Stored entries:
----------------------------------------

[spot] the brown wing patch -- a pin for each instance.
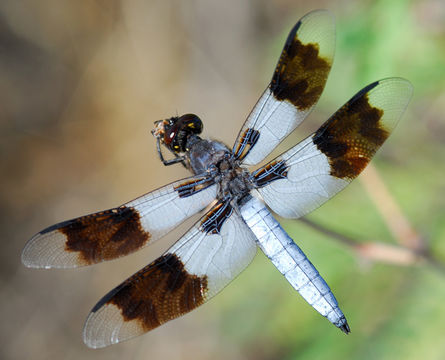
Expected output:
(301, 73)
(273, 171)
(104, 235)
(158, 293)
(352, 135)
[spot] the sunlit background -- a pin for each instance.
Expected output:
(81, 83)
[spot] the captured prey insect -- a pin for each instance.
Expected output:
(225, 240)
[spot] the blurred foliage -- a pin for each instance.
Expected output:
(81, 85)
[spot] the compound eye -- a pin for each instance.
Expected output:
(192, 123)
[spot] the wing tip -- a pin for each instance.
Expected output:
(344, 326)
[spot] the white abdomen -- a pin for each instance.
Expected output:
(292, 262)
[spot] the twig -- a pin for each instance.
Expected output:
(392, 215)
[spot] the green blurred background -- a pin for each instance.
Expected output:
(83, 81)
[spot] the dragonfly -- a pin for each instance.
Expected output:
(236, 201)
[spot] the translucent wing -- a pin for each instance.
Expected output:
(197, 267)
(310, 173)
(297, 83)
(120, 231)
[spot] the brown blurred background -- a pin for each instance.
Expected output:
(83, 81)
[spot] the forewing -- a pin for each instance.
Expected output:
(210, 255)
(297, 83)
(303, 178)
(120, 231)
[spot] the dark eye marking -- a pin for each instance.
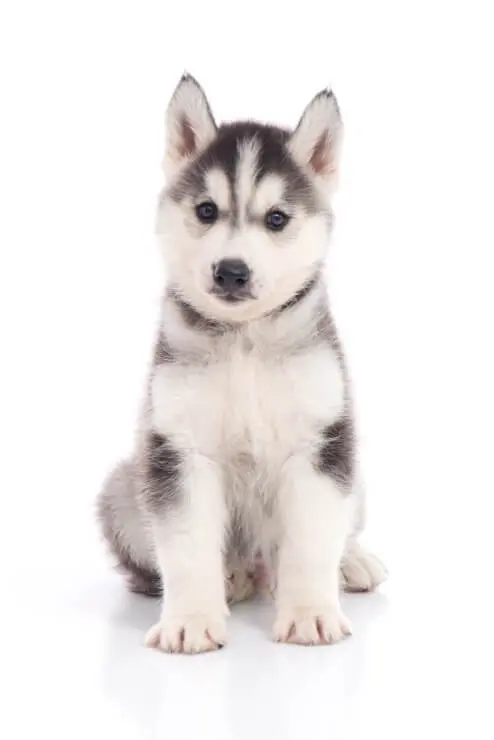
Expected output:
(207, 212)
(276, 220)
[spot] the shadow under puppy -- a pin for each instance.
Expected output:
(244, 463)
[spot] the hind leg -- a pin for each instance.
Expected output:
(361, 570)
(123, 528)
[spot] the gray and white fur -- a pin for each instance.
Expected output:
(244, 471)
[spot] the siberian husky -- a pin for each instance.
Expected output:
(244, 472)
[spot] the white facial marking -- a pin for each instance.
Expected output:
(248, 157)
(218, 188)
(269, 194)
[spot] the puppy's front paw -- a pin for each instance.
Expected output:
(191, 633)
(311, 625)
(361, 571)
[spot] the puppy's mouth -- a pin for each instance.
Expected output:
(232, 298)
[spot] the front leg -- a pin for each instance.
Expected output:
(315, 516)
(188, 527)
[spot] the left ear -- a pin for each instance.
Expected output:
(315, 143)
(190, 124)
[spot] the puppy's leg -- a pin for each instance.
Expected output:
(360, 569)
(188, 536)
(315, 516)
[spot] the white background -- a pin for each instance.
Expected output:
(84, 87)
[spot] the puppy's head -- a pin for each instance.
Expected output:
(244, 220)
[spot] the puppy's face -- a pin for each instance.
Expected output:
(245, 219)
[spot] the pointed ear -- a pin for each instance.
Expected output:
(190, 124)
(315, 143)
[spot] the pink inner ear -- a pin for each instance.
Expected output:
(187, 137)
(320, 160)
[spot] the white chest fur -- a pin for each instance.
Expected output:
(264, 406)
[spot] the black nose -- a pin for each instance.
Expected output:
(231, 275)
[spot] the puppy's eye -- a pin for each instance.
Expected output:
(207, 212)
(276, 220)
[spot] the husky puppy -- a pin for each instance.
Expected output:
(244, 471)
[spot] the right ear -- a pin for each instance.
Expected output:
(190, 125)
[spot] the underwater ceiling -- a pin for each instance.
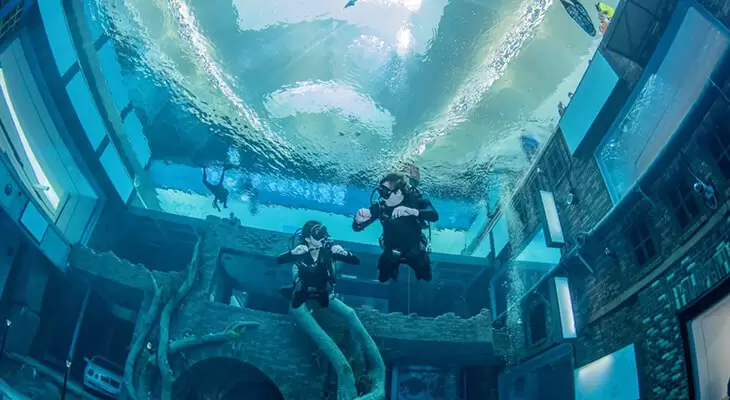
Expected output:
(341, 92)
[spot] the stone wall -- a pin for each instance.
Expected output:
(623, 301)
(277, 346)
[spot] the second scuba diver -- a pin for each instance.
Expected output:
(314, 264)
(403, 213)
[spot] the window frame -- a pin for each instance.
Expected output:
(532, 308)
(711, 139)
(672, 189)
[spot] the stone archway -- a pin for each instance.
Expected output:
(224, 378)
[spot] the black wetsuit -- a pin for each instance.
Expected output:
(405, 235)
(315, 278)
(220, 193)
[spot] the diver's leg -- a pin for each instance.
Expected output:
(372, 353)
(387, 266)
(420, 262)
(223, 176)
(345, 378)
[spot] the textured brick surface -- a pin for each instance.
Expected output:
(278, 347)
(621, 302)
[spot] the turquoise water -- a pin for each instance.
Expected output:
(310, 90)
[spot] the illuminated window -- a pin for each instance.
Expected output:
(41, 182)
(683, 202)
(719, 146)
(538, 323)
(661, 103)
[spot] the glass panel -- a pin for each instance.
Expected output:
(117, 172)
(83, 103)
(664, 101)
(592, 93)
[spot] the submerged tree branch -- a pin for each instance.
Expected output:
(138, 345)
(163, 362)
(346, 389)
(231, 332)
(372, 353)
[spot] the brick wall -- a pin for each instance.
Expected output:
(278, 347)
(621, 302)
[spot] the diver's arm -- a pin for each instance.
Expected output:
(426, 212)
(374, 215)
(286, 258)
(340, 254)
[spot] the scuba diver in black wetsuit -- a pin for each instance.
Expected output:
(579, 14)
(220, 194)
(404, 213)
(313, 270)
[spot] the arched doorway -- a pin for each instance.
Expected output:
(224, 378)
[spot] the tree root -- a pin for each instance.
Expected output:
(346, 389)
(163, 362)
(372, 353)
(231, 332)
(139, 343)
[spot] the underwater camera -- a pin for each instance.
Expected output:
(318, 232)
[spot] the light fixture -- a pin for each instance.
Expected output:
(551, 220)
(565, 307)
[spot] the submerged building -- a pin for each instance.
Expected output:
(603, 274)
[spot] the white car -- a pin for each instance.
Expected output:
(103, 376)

----------------------------------------

SHORT TASK:
Quote only the lines from the one containing "[spot] the diver's arm" through the final line of the records, with both ends included.

COMPLETED EXERCISE:
[spot] the diver's arm -- a pin for each instance.
Expected output:
(426, 212)
(374, 215)
(286, 258)
(340, 254)
[spot] the scuba diver in black wetsuit -- a pin for each instance.
Expected output:
(579, 14)
(220, 194)
(404, 213)
(313, 270)
[spot] the arched doorway -- a pin for each instance.
Expected output:
(224, 378)
[spot] the tree root -- a pin for each instance.
Expected output:
(346, 389)
(163, 362)
(372, 353)
(231, 332)
(139, 343)
[spot] the underwater camera -- a pin for each instance.
Expected output:
(318, 232)
[spot] the light fixture -- a pin for each instance.
Expected output:
(551, 220)
(565, 307)
[spot] the submerged building -- a pin for each instance.
Expected output:
(603, 274)
[spot] the white car -- a pin for each instance.
Expected output:
(103, 376)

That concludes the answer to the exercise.